** Opening Document passage block **

Killing methods, post-slaughter quality, part 1

George J. Flick, Jr., Ph.D. David D. Kuhn, Ph.D.

Developing a slaughter program

When shrimp are harvested at night, which reduces temperature stress, they are typically placed in chilled water as part of the humane slaughter process.

Harvesting fish for slaughter usually requires some handling and concentration of fish, which can result in fish stress. Harvesting is known to result in elevated levels of cortisol, the primary stress hormone in fish, as well as lactic acid and glucose. It can also cause reduced glycogen levels, decreased muscle pH and rapid onset of rigor mortis.

Preharvest physiological changes can result in lower product quality and reduced processing yields, which can have a significant effect on profitability. What is least traumatic to the animals is best for meat quality.

Slaughter methods

A variety of slaughter methods are currently used for fish, depending on the species, resulting product quality and market demand. Some fish are individually processed, while others are collectively killed.

According to the Silsoe Research Institute: “Slaughter is generally a two-stage process. The animal is first stunned to make it insensible to pain. Death is then introduced by various methods that include bleeding, stopping the heart or preventing access to oxygen. These two stages can occur together, but where they are distinct operations, the stun-to-kill time must be minimized to prevent recovery of consciousness before death occurs.”

In evaluating methods of euthanasia, the following criteria are considered:

  • ability to induce loss of consciousness and death with a minimum of pain and distress
  • time required to induce loss of consciousness
  • reliability
  • safety of personnel
  • irreversibility
  • compatibility with intended animal use and purpose
  • documented emotional effect on observers or operators
  • compatibility with subsequent evaluation, examination or use of tissue
  • drug availability and human abuse potential
  • compatibility with species, age and health status
  • ability to maintain equipment in proper working order
  • safety for predators or scavengers should the animal’s remains be consumed
  • legal requirements
  • environmental impacts of the method or disposition of the animal’s remains.

Protection for fish

Although the slaughter of mammals and avian species for human consumption is regulated by law in many countries, most do not yet extend this protection to farmed fish. Various groups have stated that since there is no reason to suppose fish are incapable of feeling pain and distress, there is good argument for affording fish protections similar to those given to higher vertebrates.

** Closing Document passage block **
** Opening Data listing block **

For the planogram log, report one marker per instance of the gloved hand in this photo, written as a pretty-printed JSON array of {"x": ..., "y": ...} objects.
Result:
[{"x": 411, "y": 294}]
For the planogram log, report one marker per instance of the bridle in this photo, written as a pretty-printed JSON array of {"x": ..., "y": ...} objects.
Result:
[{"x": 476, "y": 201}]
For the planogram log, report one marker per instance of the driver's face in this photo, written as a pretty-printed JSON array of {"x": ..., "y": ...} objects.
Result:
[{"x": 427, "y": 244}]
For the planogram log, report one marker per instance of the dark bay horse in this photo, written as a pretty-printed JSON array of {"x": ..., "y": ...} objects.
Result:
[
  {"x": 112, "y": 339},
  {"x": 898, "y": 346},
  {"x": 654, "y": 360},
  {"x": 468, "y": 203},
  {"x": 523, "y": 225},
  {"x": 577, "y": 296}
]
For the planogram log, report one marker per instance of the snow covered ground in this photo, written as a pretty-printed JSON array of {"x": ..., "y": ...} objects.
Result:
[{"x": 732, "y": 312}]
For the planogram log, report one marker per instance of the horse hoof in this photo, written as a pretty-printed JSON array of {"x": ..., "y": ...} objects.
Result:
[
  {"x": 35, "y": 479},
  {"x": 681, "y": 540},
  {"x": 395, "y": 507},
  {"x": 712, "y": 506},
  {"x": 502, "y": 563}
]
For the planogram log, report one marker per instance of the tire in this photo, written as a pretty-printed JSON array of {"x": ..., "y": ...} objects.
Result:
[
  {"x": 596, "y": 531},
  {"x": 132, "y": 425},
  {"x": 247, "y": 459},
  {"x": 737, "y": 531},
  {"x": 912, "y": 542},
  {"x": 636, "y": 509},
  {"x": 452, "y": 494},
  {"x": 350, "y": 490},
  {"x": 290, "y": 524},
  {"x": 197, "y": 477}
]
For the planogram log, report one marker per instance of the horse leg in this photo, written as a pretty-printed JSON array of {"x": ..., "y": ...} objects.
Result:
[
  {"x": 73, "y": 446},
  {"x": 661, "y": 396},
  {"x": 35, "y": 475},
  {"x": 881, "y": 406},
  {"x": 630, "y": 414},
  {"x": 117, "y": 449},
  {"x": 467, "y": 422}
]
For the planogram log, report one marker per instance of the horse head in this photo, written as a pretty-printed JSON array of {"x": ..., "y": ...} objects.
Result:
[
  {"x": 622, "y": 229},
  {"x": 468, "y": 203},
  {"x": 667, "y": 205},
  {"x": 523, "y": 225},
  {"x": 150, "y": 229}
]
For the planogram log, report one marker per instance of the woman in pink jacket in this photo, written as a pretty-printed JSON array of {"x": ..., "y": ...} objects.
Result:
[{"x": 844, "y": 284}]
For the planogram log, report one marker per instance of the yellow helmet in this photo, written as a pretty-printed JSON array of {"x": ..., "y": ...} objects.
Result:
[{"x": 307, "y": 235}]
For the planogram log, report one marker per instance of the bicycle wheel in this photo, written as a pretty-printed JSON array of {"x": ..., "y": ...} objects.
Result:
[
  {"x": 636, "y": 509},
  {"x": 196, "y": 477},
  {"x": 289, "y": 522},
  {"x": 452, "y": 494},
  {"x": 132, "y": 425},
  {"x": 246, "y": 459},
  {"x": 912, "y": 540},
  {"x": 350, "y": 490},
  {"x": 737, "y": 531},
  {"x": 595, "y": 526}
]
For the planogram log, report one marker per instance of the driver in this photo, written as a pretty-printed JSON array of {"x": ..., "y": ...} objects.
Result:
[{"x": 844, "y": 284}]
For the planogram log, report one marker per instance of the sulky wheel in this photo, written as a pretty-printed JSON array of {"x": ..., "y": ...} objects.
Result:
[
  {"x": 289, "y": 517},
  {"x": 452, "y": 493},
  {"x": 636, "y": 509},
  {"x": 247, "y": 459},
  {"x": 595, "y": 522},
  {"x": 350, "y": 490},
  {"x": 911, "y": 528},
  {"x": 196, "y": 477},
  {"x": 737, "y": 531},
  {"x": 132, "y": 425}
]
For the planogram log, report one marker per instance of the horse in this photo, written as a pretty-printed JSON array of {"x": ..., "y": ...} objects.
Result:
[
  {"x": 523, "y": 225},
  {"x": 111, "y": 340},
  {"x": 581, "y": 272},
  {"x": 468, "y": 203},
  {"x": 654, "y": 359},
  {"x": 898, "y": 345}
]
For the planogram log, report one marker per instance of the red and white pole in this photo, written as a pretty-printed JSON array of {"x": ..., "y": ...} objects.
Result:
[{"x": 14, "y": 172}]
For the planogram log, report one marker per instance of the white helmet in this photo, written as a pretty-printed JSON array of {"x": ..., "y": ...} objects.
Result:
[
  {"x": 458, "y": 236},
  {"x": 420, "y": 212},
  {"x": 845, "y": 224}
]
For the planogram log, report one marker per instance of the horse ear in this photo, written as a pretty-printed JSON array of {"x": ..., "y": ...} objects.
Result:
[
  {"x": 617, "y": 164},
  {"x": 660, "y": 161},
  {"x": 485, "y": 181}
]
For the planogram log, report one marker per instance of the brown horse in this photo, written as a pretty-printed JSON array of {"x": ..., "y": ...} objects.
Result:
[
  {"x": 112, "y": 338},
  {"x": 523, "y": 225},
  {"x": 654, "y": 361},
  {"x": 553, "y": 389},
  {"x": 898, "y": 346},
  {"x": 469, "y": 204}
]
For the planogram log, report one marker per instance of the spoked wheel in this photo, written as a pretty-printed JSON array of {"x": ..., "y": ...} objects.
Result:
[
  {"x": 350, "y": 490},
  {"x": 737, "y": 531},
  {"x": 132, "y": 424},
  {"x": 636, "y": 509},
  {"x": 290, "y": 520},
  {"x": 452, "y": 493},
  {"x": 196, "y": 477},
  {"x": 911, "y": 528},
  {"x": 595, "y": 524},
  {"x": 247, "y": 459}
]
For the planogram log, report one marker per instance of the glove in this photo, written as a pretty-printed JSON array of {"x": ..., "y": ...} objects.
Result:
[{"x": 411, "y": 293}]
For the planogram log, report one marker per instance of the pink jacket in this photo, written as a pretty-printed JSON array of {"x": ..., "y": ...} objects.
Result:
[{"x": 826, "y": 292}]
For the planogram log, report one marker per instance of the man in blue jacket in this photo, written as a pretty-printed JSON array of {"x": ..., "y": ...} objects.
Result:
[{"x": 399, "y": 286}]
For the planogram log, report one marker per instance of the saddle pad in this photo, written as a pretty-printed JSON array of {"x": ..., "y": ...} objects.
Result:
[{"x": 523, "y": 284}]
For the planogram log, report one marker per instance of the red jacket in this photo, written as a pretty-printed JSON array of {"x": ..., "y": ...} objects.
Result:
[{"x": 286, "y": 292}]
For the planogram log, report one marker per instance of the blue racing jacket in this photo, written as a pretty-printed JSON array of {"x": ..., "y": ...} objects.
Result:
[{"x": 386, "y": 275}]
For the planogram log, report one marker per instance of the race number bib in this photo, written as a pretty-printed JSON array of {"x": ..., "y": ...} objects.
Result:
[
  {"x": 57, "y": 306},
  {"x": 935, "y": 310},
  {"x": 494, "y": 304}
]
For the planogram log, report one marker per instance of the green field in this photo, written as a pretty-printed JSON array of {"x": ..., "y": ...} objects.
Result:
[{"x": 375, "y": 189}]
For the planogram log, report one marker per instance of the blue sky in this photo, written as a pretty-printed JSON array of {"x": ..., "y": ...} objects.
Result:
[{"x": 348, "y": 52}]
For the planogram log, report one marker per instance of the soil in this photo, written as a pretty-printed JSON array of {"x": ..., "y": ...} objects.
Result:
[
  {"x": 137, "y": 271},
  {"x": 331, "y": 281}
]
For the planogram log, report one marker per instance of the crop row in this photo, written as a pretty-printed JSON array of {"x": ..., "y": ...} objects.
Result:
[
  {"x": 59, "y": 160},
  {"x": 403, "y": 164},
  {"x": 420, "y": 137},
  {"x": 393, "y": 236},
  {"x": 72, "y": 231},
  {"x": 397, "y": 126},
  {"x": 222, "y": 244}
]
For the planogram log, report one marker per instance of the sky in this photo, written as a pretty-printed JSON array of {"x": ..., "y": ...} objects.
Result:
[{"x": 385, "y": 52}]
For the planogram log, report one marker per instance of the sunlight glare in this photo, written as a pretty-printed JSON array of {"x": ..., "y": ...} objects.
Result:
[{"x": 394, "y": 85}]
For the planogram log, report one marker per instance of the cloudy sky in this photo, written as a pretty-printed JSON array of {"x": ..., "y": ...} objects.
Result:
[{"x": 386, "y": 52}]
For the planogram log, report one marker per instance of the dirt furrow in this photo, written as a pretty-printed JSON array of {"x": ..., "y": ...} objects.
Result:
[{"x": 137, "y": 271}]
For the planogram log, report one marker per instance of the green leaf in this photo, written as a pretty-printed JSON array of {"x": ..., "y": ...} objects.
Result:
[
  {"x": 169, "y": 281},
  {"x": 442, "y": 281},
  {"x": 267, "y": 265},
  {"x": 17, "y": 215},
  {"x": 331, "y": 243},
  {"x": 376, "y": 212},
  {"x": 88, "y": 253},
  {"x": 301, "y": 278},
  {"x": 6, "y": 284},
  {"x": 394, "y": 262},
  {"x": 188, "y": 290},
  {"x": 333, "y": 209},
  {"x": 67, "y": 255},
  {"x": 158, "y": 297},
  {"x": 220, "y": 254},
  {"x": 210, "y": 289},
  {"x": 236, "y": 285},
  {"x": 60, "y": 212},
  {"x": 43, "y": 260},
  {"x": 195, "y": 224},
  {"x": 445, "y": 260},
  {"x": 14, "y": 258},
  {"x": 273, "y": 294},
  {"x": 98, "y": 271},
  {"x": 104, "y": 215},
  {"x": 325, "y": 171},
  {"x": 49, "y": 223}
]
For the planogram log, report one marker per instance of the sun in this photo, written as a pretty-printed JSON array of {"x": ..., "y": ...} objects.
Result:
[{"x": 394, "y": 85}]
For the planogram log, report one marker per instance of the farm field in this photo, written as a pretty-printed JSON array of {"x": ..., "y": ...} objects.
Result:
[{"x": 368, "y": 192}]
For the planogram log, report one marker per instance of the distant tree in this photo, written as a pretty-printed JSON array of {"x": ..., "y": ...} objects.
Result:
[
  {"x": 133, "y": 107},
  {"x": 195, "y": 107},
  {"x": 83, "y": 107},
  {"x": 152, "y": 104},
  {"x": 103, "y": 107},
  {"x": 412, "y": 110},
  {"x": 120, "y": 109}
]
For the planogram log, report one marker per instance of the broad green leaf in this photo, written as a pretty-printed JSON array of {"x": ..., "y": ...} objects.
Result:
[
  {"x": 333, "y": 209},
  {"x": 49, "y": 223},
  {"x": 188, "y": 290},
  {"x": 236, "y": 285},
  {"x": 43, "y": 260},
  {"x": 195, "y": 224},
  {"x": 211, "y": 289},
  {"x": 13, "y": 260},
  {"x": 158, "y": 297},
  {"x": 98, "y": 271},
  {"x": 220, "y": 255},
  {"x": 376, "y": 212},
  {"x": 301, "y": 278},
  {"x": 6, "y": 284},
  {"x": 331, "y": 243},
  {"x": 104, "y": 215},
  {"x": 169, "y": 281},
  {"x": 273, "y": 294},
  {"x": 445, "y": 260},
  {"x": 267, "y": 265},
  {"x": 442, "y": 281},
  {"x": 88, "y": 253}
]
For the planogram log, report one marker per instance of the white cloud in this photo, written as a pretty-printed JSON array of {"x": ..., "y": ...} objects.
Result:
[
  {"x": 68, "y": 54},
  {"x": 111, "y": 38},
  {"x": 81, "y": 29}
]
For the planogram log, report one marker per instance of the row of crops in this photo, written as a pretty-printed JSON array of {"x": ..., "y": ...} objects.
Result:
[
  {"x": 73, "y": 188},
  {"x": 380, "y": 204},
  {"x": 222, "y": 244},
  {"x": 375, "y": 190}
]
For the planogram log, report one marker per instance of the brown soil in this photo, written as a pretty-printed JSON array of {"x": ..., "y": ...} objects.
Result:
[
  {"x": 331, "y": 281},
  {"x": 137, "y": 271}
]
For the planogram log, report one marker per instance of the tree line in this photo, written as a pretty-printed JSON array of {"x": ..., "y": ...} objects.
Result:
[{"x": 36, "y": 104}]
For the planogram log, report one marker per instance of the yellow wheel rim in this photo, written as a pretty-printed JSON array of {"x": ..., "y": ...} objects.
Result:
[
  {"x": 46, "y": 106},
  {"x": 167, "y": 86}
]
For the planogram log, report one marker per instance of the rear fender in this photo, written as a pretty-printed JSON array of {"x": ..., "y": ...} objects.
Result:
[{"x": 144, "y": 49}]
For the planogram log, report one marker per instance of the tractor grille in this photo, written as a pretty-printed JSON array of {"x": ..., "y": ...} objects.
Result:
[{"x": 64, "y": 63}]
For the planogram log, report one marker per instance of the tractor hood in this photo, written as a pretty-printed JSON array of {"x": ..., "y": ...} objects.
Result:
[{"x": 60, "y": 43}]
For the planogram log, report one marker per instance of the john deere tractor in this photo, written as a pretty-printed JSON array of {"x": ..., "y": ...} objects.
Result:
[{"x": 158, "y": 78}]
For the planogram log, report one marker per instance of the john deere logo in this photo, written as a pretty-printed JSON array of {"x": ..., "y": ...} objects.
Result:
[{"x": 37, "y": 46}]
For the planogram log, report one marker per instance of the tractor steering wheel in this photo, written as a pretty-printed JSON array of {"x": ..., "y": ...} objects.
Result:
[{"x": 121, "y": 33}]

** Closing Data listing block **

# Problems to solve
[1] Rewrite the paragraph of the fish slaughter article that begins "Harvesting fish for slaughter usually requires" as a bulleted list, keeping its main facts.
[2] Answer these questions from the fish slaughter article:
(a) What is the primary stress hormone in fish?
(b) According to the Silsoe Research Institute, what is done to the animal in the first stage of slaughter?
(c) The slaughter of which animals for human consumption is regulated by law in many countries?
[3] Write the next part of the fish slaughter article, picking up after its last sentence.
The records have nothing to do with the work that comes next.

# Answers by item number
[1]
- Harvesting fish for slaughter usually requires handling and concentrating the fish, which can cause stress.
- Harvesting raises levels of cortisol (the primary stress hormone in fish), lactic acid and glucose.
- It can also lower glycogen levels and muscle pH.
- It can bring on rigor mortis rapidly.

[2]
(a) Cortisol.
(b) It is stunned to make it insensible to pain.
(c) Mammals and avian species.

[3]
Acceptable slaughter methods must render the animals insensible immediately and should be performed without causing avoidable pain or suffering. According to the Humane Slaughter Association: “The ideal slaughter system for fish encompasses methods that do not remove the animals from water. Where this cannot be avoided, fish should not be out of water for more than 15 seconds. After this amount of time, the animals show adverse behavior.”

In the United Kingdom, where concern for farm animal welfare is more widespread than in many other developed countries, as evidenced by the prevalence of pro-animal legislation, policy and consumer interest, the well-being of fish is of such importance that some retailers are anticipating the inclusion of humane fish slaughter elements in their purchasing policies.

A section of the Aquatic Animal Health Standards Commission report of September 2009 includes information on personnel; fish loading, unloading and transport; facility design for holding fish prior to slaughter; and stunning and killing methods. The chapter also contains a summary of stunning methods for fish and their respective welfare issues. Some firms are currently reviewing the report and may include some of the recommendations in developing plans for new facilities or the renovation of existing structures.

Assessing insensibility

According to a report by the Humane Society of the United States, a method to assess consciousness in fish is monitoring their eye roll reflex, movement of the eyes when fish are rolled from side to side. When conscious, fish attempt to remain upright when rolled to the side, and their eyes roll relative to the head. However, when unconscious, the eyes remain fixed relative to the head, showing no movement.

Other acceptable non-invasive means of assessing unconsciousness include monitoring self-initiated behavior, such as the ability to swim normally and maintain equilibrium. Responses to stimuli such as catching or handling, pin prick or electric stimulus are additional indicators, as are clinical reflexes, such as rhythmic movement of opercula, the bony flaps over gills, which indicates breathing.